The new round of the production-linked incentive (PLI) programme for solar manufacturing will have three schemes for different product categories. The total corpus allocated to the second tranche of the PLI scheme is Rs 19,500 crore and of that the highest share of Rs 12,000 crore will go to end-to-end manufacturing of “polysilicon-wafers-cells-modules” (raw material to finished product).
For “wafer-cells-modules”, the government will allocate Rs 4,500 crore and for “cells-modules” manufacturing, Rs 3,500 crore has been allocated. “The scheme may be viewed as three separate standalone schemes. In case a particular category is undersubscribed, the remaining funds will move to the other categories,” said the draft proposal of the Ministry of New and Renewable Energy.
The draft has suggested 10 Gw cap on bid capacity for polysilicon-module category and 6 Gw on the other two. A bidder will need to submit their extent of manufacturing integration, proposed manufacturing capacity, year-wise local value addition and year-wise efficiency of their products. The draft was circulated with the industry to provide their comments. Most of the industry majors have contested the large corpus going to ‘polysilicon to module’ category, stating that no domestic player in India has a facility for this.

WRITTEN TASKS
1) Condense the paragraph of the solar incentive article that begins "The draft has suggested" into a short bulleted list that keeps its main facts.
2) Carry on the article about the solar incentive scheme from the point where it stops.

Collected data entries
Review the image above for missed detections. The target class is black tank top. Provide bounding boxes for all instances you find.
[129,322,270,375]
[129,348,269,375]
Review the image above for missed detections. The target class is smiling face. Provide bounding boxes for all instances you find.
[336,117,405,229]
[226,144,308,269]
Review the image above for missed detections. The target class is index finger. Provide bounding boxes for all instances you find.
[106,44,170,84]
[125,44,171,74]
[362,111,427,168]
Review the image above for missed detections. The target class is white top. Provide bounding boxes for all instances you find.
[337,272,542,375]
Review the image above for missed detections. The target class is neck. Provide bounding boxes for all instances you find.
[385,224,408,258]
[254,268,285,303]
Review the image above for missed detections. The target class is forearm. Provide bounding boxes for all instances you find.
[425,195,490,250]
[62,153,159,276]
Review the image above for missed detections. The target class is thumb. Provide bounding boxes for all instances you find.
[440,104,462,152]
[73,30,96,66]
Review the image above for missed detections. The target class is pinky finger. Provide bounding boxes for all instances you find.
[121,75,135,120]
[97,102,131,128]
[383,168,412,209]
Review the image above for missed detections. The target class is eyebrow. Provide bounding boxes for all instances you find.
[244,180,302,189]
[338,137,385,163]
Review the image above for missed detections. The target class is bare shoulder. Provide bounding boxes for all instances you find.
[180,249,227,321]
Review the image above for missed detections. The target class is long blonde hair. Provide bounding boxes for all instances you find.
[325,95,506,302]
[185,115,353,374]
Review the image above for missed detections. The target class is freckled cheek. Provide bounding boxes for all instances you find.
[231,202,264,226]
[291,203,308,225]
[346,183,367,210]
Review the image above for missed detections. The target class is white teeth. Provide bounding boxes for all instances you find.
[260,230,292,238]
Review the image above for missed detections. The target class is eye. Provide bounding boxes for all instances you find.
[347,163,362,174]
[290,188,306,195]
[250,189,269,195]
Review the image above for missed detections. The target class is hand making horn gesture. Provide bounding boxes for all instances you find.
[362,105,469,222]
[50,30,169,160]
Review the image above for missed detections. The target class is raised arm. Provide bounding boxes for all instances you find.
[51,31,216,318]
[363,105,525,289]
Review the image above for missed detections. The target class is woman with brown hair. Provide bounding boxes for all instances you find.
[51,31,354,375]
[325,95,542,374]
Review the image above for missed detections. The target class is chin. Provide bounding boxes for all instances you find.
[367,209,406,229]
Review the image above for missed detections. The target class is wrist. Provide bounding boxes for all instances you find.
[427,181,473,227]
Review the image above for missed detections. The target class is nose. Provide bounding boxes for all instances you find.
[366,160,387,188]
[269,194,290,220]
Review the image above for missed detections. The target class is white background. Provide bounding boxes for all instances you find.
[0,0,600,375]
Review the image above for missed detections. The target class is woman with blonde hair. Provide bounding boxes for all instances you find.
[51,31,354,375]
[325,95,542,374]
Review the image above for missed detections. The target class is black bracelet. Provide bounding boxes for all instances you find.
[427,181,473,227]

ANSWERS BY TASK
1)
- Bid capacity is capped at 10 GW for the polysilicon-to-module category and 6 GW for each of the other two.
- Bidders must submit their extent of manufacturing integration, proposed manufacturing capacity, year-wise local value addition and year-wise product efficiency.
- The draft was shared with industry for comments.
- Most industry majors objected to the large corpus for the polysilicon-to-module category, saying no domestic player in India has a facility for it.

2)
“Globally also, there are only a handful of manufacturers who have polysilicon manufacturing, along with solar modules. Polysilicon is also used in the semiconductor industry and is a standalone industry,” said an industry submission.
In India, no company manufactures polysilicon — raw material for the whole supply chain of solar equipment manufacturing. Reliance Industries Limited (RIL) is reportedly in talks with China-based Hualu Engineering for a polysilicon manufacturing partnership.
RIL’s newly formed arm Reliance New Energy Solar (RNESL) was one of the companies that won the first solar manufacturing tender offered under the PLI scheme. It also recently announced investment in German solar wafer firm NexWafe.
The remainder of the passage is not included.